Collected data:

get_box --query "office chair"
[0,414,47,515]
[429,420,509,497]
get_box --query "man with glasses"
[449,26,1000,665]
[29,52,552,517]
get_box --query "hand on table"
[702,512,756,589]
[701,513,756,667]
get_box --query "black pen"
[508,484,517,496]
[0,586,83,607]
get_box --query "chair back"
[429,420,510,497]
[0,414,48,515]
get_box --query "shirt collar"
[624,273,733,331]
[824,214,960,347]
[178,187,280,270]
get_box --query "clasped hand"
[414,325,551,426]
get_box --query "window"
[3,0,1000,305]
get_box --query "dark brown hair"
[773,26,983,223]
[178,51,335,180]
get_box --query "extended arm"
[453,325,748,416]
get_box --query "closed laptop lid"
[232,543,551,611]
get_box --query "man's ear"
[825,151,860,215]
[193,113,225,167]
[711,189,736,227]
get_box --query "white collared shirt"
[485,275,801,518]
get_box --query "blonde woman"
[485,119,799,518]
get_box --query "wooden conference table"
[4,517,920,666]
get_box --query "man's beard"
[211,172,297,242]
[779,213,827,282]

PROBLEM DETAILS >>
Set all of the data down again exactly.

RESPONSE BOX >>
get_box --query "office chair"
[0,414,47,515]
[429,420,509,497]
get_box --query "man with glasses"
[449,26,1000,665]
[29,52,552,517]
get_box --query "hand on table"
[702,512,756,589]
[701,513,756,667]
get_box --query "black pen"
[508,484,517,496]
[0,586,83,607]
get_box --query "chair back"
[429,420,510,497]
[0,414,48,515]
get_box --query "shirt collar"
[624,273,733,331]
[824,214,960,347]
[178,187,280,270]
get_box --query "clasped hand"
[414,325,551,426]
get_box --query "window"
[3,0,1000,305]
get_box --query "dark brown hair"
[773,26,983,223]
[178,51,335,180]
get_box --query "extended arm"
[453,325,748,416]
get_box --query "closed laptop lid"
[232,543,551,611]
get_box --query "man's ear"
[825,151,860,215]
[193,113,225,167]
[711,189,736,227]
get_box --query "white collared shirt"
[485,275,801,518]
get_box --query "blonde woman"
[485,119,799,518]
get_box --query "wooden conference table"
[4,517,920,666]
get_box --query "man's beard"
[211,172,297,242]
[779,213,827,282]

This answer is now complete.